_Point-based annotation data_
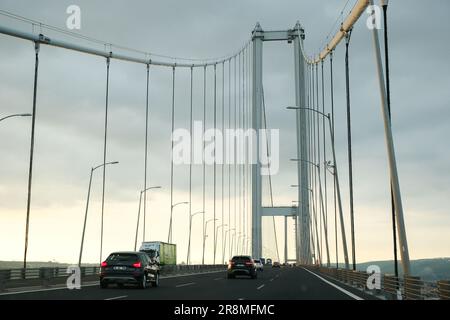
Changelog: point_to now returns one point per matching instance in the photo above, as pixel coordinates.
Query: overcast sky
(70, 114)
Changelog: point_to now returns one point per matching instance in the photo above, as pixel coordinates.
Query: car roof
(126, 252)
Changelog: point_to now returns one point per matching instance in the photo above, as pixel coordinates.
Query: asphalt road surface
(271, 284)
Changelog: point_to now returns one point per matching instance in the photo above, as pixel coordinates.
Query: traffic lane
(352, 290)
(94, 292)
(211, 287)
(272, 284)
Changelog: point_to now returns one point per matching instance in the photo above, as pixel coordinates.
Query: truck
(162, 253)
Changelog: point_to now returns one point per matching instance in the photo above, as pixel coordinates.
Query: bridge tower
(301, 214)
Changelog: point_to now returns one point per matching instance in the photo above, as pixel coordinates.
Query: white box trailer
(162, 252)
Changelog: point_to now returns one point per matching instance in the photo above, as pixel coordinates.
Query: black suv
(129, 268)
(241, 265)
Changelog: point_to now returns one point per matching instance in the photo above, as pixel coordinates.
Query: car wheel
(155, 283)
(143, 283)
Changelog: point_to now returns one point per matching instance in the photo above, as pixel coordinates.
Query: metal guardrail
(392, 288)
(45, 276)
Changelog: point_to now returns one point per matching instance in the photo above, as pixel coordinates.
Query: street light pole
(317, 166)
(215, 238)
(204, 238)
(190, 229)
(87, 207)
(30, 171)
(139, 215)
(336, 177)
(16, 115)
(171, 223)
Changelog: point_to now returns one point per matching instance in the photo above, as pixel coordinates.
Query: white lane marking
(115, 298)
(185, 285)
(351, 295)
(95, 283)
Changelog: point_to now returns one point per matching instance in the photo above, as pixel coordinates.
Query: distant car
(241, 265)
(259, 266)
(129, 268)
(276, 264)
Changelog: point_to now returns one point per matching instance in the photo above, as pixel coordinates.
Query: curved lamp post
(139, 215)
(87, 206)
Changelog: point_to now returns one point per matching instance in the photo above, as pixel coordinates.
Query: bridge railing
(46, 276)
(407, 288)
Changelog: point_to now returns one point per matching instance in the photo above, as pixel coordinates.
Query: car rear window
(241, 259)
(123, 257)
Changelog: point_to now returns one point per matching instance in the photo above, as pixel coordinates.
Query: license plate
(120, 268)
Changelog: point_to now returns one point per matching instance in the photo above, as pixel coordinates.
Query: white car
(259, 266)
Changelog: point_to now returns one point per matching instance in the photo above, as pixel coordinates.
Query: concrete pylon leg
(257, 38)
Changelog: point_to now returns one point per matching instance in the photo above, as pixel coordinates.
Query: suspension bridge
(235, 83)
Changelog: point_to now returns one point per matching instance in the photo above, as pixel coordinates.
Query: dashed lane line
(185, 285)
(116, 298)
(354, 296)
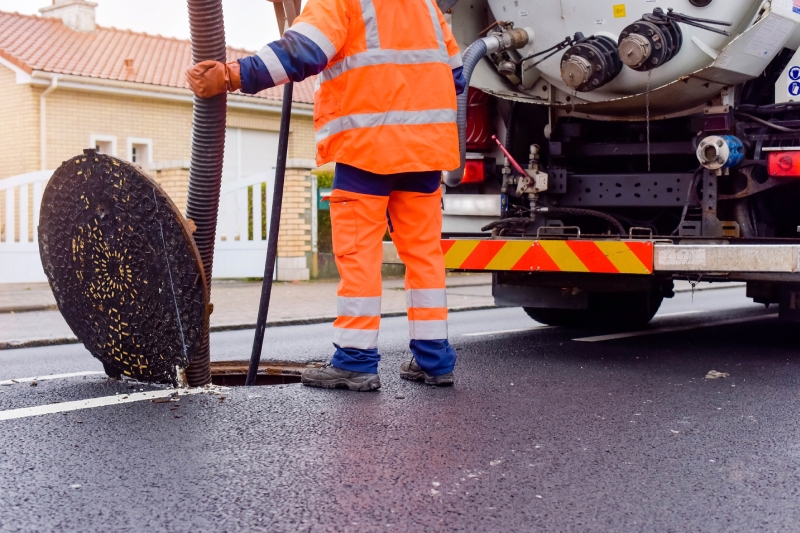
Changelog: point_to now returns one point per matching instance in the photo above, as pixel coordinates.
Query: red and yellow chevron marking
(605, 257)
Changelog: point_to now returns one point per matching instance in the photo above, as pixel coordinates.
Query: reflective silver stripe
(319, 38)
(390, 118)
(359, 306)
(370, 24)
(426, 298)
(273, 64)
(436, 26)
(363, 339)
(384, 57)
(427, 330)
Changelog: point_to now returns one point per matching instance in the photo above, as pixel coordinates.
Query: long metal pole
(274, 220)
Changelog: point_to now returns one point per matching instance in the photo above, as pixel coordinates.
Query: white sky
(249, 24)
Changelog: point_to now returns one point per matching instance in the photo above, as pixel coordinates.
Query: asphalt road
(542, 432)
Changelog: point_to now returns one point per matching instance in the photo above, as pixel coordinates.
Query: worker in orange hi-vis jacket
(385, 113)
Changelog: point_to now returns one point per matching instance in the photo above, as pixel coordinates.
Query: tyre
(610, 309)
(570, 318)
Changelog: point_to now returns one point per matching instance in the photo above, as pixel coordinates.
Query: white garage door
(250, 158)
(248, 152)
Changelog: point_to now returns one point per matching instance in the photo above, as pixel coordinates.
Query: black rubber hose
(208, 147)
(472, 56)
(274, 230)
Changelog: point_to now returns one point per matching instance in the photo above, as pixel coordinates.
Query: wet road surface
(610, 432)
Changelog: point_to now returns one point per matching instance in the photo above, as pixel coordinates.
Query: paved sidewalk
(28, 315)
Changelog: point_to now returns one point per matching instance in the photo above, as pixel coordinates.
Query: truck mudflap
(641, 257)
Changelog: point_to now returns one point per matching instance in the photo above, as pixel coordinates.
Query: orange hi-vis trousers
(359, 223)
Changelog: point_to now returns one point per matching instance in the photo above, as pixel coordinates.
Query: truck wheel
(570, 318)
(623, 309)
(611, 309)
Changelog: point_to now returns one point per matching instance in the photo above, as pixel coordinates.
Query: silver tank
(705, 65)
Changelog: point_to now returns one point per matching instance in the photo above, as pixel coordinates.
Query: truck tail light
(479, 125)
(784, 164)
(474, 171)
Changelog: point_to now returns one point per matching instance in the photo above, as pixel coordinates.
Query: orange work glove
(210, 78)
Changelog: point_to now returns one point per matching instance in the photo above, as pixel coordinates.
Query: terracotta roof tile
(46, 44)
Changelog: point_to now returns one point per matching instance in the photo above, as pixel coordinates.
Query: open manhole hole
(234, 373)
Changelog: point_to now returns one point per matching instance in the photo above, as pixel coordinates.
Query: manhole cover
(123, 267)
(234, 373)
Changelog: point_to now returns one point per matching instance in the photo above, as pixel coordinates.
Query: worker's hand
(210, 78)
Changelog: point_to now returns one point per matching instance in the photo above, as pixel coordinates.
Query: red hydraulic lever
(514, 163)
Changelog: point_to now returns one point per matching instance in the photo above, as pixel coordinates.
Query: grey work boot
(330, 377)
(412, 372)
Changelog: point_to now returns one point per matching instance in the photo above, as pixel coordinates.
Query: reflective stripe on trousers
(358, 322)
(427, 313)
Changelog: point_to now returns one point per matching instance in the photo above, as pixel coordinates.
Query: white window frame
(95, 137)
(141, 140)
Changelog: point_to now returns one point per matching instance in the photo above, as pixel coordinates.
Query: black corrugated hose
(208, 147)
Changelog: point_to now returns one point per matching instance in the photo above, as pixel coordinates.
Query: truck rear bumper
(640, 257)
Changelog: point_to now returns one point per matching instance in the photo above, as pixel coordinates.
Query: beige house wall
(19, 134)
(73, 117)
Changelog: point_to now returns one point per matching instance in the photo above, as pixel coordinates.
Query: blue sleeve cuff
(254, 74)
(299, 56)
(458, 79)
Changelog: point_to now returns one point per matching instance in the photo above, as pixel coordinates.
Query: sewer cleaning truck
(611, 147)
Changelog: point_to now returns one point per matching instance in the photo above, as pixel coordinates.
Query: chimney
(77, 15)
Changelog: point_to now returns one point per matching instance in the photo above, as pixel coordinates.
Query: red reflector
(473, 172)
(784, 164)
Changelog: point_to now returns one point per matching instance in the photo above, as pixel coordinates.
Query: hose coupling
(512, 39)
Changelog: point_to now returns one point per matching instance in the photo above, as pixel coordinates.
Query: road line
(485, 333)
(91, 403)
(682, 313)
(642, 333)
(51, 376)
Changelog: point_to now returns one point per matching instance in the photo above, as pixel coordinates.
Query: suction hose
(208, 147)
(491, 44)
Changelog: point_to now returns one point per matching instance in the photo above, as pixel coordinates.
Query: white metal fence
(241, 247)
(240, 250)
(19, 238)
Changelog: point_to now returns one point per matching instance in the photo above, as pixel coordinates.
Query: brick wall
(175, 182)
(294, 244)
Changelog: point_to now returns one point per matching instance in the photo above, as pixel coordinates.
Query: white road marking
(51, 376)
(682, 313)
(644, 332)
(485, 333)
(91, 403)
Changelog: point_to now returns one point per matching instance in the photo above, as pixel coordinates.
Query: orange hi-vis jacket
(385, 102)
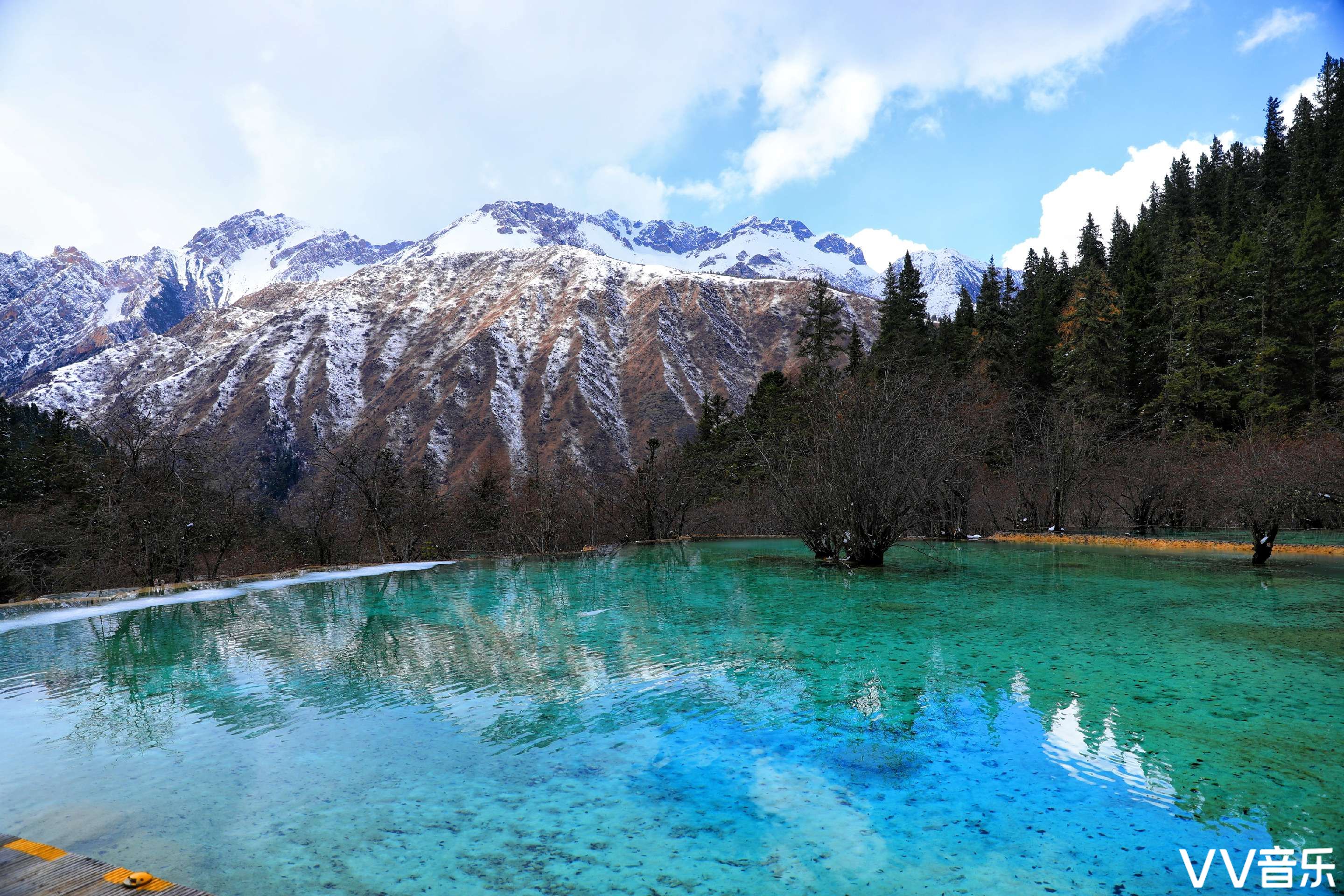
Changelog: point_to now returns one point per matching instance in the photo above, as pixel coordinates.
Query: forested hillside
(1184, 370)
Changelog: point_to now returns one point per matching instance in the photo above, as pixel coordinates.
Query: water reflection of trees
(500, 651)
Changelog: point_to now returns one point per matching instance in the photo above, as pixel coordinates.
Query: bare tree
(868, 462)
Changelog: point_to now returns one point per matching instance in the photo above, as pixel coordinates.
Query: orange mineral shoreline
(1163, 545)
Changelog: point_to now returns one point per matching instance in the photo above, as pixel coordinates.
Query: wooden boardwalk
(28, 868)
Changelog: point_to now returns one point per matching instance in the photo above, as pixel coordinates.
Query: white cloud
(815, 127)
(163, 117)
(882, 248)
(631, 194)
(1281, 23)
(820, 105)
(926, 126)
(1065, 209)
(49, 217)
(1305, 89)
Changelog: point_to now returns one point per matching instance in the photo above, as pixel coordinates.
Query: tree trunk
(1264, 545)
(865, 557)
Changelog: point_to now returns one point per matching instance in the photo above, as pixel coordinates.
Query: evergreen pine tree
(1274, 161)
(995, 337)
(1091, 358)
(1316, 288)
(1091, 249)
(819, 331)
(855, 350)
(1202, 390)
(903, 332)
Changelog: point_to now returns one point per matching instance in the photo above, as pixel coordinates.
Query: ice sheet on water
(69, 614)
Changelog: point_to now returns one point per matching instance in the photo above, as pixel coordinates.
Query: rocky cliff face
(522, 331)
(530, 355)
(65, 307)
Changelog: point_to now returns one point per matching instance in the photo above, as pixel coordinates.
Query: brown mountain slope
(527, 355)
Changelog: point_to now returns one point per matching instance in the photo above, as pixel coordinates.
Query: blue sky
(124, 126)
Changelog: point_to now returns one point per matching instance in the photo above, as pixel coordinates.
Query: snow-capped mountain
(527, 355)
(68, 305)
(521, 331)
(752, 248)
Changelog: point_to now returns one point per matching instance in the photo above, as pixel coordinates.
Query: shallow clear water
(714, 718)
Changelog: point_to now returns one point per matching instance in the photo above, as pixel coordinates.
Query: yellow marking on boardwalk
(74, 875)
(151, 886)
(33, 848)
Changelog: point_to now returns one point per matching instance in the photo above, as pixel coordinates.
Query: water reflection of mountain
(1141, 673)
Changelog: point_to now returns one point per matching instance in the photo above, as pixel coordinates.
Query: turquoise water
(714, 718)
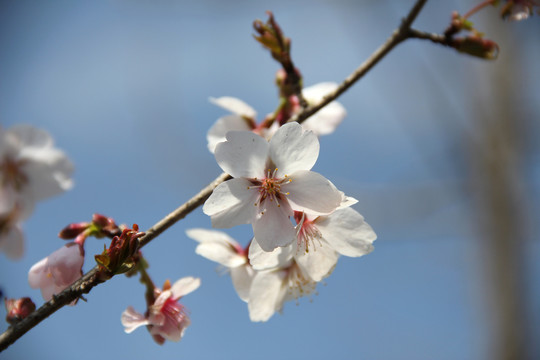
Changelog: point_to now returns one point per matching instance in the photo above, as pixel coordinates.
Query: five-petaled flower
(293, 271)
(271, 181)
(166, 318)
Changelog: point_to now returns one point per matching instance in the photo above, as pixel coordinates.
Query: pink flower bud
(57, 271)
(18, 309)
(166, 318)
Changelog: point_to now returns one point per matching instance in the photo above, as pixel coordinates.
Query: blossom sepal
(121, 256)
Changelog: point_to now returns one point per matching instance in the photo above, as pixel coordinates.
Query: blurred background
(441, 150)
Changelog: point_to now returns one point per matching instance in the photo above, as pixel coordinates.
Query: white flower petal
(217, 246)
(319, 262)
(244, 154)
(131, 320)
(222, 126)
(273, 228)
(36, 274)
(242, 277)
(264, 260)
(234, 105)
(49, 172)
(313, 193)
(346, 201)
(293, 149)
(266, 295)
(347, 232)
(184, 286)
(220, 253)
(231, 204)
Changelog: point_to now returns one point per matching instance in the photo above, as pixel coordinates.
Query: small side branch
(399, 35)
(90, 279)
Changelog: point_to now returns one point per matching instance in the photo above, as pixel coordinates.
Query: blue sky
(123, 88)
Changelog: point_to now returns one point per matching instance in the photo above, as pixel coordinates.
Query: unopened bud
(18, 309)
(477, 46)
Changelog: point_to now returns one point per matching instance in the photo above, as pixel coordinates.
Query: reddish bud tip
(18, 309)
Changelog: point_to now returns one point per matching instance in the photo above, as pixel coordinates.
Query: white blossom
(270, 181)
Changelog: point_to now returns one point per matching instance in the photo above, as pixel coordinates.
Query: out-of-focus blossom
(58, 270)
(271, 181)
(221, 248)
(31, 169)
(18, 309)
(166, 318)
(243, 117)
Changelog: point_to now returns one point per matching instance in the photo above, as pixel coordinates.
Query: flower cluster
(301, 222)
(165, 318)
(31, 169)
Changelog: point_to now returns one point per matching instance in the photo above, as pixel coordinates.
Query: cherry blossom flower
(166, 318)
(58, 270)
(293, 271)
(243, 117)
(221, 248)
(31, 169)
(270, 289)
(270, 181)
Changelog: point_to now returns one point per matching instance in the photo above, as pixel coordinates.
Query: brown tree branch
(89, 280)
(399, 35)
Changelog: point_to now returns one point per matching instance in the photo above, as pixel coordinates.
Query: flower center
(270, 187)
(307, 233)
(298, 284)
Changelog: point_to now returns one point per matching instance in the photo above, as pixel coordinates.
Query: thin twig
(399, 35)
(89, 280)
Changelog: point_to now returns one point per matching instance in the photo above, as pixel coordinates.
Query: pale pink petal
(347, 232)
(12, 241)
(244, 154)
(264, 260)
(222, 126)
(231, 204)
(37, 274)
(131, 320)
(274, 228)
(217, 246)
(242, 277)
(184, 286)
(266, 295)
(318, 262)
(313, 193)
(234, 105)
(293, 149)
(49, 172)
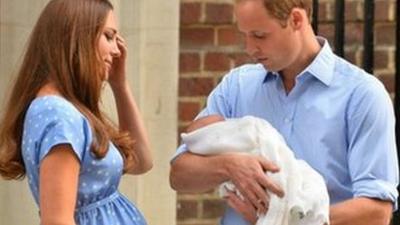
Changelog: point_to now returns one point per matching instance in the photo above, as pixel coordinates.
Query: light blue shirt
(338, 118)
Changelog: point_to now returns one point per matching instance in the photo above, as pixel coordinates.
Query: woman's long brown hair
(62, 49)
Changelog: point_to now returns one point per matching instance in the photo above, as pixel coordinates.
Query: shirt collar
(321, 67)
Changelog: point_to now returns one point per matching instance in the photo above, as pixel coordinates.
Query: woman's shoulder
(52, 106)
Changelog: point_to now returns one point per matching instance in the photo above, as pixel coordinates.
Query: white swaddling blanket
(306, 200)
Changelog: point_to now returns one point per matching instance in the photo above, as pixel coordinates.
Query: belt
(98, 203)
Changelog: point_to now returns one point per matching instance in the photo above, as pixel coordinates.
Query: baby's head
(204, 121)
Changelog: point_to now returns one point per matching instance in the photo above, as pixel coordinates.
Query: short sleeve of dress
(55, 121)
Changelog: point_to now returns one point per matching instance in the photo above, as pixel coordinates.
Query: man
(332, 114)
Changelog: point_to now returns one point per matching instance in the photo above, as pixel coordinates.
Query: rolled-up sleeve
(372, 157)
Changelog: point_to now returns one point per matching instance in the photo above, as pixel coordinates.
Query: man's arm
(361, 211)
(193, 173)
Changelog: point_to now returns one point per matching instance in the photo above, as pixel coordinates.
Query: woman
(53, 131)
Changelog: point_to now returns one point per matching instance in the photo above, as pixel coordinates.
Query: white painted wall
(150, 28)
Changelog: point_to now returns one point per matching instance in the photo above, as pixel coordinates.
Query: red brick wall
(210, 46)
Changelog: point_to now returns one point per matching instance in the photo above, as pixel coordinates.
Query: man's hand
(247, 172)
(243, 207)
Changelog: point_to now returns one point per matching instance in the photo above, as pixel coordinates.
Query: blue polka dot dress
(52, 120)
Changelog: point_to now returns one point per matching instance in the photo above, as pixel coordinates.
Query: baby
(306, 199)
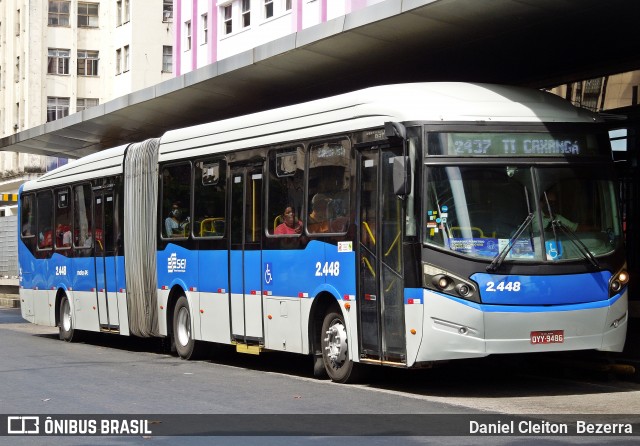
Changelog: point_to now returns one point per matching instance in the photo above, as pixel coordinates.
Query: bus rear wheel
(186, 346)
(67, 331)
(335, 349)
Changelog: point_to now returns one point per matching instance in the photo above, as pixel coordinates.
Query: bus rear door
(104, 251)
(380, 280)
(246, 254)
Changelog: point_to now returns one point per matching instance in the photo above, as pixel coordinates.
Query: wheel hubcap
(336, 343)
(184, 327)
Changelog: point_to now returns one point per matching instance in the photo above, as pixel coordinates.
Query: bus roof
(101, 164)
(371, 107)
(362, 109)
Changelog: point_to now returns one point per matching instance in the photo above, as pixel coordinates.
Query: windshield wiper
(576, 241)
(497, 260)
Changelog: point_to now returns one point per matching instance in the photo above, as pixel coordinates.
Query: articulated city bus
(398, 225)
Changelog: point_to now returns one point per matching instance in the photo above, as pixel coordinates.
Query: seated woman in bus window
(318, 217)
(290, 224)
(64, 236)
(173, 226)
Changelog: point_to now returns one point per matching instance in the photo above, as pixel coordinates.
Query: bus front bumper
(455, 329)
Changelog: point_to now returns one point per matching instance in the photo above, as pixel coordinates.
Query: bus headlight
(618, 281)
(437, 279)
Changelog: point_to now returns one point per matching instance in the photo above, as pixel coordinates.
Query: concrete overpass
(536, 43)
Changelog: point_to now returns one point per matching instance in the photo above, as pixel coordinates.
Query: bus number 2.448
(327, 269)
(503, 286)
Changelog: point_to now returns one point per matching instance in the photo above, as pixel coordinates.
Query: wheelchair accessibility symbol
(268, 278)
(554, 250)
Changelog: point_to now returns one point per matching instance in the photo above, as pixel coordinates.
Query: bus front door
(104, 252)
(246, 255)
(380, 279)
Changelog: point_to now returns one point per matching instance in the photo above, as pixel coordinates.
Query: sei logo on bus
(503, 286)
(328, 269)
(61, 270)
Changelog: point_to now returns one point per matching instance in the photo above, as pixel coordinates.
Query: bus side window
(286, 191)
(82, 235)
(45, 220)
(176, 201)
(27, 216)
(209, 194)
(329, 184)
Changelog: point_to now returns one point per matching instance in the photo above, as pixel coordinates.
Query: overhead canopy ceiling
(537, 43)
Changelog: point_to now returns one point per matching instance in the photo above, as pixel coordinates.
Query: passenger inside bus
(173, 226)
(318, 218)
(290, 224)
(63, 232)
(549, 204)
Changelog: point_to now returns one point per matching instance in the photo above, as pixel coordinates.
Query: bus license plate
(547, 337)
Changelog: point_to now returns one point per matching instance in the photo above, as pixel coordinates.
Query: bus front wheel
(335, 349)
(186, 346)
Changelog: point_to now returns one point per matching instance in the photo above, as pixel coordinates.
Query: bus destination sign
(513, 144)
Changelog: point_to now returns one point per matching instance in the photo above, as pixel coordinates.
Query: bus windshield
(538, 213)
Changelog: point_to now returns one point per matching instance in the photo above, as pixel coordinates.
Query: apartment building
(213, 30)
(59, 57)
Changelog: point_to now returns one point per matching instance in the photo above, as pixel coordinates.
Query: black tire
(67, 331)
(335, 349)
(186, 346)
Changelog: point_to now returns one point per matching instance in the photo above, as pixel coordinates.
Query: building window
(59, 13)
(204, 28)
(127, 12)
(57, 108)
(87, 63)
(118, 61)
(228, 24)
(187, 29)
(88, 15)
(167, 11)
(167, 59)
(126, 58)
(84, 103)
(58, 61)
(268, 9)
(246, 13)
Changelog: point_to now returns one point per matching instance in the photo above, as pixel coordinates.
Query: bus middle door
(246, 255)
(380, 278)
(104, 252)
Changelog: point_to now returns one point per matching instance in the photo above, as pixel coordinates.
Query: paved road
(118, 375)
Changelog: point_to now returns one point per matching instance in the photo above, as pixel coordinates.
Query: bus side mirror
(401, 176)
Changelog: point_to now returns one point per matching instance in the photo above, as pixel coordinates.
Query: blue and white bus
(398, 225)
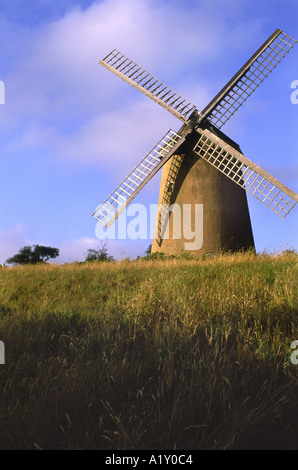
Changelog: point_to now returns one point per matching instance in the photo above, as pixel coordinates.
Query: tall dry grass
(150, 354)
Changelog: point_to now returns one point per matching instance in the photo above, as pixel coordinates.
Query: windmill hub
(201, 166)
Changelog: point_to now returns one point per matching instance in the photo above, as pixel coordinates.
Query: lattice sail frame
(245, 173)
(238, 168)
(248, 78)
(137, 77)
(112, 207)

_Task statement_
Pick out each line in the records above that includes the word "black", and copy those lines.

_Worked answer_
Query: black suv
Query: black rubber hose
Query: black corrugated hose
Query: black tire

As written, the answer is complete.